> _Supplied records_
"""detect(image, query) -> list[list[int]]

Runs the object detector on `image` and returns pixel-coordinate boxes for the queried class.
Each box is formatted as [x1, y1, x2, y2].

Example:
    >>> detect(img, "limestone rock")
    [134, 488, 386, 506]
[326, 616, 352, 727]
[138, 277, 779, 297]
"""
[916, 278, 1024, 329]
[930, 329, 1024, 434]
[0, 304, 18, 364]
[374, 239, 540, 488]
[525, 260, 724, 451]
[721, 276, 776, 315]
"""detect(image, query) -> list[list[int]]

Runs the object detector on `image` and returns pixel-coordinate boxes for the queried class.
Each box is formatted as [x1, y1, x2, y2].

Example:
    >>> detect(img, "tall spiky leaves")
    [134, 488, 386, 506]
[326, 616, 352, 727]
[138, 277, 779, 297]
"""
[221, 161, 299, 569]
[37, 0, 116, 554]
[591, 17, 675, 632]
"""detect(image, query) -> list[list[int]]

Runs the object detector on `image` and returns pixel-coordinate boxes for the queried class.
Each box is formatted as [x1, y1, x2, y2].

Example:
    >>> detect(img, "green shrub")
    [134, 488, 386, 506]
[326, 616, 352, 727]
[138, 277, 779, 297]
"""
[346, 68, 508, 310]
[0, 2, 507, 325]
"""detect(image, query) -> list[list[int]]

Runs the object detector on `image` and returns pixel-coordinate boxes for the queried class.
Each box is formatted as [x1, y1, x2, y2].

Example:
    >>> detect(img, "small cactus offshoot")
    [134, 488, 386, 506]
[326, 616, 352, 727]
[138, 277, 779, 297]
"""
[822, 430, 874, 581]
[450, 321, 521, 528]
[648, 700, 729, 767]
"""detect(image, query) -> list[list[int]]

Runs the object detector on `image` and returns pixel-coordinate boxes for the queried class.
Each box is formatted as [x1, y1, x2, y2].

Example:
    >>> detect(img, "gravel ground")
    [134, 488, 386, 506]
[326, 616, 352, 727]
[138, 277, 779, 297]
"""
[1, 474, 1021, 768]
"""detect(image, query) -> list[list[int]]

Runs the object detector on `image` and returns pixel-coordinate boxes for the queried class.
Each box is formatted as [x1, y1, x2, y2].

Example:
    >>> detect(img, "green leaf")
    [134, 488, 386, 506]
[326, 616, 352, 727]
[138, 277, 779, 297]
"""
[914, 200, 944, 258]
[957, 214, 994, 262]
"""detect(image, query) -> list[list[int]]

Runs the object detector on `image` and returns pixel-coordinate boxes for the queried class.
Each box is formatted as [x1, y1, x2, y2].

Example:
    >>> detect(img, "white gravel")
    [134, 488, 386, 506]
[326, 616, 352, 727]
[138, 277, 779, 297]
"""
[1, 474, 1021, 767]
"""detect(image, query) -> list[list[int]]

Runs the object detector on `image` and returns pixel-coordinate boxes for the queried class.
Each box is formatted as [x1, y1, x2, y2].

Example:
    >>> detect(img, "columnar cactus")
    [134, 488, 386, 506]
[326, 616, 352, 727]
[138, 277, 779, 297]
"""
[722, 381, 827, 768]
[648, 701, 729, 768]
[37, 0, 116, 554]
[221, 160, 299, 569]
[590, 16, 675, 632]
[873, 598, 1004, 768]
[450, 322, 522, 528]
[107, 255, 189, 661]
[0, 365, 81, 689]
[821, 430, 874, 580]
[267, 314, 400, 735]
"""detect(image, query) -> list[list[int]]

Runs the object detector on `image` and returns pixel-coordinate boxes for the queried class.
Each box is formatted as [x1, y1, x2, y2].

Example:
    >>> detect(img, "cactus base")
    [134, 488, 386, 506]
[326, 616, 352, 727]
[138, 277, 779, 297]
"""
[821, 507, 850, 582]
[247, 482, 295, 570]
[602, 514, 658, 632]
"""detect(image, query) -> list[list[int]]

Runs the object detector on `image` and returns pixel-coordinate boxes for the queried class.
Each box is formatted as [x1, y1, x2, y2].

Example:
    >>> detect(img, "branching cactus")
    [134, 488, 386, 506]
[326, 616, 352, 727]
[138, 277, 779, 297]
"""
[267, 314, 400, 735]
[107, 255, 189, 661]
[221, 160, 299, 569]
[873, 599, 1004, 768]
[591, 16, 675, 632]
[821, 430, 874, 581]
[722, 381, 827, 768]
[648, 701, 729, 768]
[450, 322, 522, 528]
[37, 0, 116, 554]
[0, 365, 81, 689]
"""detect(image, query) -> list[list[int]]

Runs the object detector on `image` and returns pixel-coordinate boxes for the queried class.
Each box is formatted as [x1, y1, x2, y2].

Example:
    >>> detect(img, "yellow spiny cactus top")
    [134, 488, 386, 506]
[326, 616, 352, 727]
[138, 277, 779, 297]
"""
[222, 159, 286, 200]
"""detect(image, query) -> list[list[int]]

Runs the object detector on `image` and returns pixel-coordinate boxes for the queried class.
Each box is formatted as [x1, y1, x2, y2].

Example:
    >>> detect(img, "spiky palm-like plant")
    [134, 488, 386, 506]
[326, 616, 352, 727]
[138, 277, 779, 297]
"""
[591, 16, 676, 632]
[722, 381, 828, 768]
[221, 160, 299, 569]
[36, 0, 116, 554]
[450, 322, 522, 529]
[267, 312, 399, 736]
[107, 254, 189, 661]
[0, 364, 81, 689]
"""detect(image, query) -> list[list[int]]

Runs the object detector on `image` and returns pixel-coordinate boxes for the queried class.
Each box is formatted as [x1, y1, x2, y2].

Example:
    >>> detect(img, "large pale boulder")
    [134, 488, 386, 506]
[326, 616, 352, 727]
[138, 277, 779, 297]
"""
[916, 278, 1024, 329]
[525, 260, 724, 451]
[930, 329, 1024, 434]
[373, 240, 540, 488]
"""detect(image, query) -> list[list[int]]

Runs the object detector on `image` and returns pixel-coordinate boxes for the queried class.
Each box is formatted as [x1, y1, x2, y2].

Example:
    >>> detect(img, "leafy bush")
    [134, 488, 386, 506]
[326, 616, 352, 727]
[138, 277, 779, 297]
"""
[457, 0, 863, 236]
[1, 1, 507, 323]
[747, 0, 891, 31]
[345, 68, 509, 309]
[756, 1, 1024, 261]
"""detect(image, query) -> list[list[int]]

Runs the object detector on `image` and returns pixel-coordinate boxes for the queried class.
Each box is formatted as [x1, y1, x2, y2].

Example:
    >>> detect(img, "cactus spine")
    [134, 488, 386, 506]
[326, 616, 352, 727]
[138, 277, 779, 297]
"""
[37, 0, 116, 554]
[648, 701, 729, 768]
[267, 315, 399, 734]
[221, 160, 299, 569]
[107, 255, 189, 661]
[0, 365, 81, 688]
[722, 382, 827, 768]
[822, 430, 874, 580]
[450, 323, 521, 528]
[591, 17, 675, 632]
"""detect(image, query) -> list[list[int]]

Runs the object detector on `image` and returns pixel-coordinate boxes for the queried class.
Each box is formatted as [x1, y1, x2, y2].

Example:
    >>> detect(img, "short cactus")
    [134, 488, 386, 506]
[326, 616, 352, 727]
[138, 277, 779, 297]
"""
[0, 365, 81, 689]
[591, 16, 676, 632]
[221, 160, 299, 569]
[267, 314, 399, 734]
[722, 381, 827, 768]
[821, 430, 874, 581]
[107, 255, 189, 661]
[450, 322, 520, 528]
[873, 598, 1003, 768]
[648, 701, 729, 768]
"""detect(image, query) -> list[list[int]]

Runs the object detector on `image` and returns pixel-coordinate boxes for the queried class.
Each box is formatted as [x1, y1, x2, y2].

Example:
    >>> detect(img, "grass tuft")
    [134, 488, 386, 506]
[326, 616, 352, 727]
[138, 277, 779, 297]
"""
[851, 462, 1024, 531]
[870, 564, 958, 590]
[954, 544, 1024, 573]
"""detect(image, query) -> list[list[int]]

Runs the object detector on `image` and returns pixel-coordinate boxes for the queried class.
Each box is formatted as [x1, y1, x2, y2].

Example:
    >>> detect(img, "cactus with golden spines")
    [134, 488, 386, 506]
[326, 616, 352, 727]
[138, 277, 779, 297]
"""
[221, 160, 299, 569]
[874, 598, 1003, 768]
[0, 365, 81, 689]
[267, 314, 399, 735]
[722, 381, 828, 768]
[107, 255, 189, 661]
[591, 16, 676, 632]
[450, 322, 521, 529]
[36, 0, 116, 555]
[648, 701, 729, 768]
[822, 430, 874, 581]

> _What the task requires_
Gather from the data above every line with the string "gravel".

> _Answer space_
    >>> detect(img, "gravel ground")
    >>> detect(img, "white gravel")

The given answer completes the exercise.